**Text:**
....
Assistant Professor Brett Ford co-authored a study that found dementia patients may die sooner if their caregivers are in poor mental health. (Photo by Arnau Dubois)

Patients with dementia are more likely to die sooner if their family caregivers are in poor mental health, regardless of other patient health risks, according to new research.

Brett Ford, assistant psychology professor at U of T Scarborough, co-authored the study, which was conducted at the University of California, Berkeley and published in the Proceedings of the National Academy of Sciences. Ford says their findings may have important implications.

“These findings suggest that by improving the lives of caregivers, we can also improve the lives of patients,” she says.  

The study is one of the first to focus on how caregiver health influences a patient’s mortality across several types of neurodegenerative diseases, while also accounting for other mortality risk factors.

After being diagnosed, patients with dementia and other neurodegenerative disease typically live less than five years. Patients are more likely to die earlier based on key risk factors, including sex, age, mental health and subtype and severity of disease. The study accounted for these risk factors and still found that caregiver mental health was a significant factor in mortality.

The researchers found that patients of caregivers with high levels of mental health problems, such as higher levels of anxiety and depressive symptoms, were about 1.5 times more likely to die sooner than those with better mental health.
....
**Given records:**

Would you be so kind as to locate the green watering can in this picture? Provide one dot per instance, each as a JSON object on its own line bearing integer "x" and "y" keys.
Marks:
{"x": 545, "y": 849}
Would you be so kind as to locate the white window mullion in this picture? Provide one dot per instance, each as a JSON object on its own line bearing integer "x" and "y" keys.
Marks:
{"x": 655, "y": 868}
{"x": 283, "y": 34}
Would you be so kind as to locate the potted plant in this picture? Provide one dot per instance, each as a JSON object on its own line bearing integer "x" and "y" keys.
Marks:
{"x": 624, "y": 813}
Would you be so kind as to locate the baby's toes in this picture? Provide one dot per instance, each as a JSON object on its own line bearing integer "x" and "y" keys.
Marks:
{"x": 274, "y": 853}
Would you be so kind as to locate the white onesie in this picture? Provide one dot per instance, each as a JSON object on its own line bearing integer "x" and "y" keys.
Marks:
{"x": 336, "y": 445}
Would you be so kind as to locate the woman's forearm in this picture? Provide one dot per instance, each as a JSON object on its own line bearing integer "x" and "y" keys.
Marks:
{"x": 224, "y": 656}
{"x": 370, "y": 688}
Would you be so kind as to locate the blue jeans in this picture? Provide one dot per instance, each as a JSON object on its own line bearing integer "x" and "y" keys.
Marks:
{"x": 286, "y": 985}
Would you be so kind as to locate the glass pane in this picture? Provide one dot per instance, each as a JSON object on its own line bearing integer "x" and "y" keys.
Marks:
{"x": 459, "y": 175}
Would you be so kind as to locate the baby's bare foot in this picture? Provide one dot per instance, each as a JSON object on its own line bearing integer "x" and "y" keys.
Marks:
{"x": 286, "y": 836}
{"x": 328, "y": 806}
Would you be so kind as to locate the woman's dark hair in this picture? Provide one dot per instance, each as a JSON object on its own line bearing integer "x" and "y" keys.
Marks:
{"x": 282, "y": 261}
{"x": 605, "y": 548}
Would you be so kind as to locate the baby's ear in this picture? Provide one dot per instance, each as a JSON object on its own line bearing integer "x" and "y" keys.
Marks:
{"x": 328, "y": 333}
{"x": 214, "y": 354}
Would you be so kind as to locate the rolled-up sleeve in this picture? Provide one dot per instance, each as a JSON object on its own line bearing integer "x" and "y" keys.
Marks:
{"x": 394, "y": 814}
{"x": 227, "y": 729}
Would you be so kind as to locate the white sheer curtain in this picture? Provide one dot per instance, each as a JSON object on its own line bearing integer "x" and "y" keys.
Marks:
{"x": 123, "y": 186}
....
**Assignment:** Summarize the dementia caregiver study in two sentences. The records have nothing to do with the text.

**Result of this exercise:** Research co-authored by Brett Ford of U of T Scarborough found that patients with dementia are more likely to die sooner if their family caregivers are in poor mental health, even after accounting for other risk factors such as sex, age, mental health, and disease subtype and severity. Patients whose caregivers had high levels of mental health problems, such as anxiety and depressive symptoms, were about 1.5 times more likely to die sooner.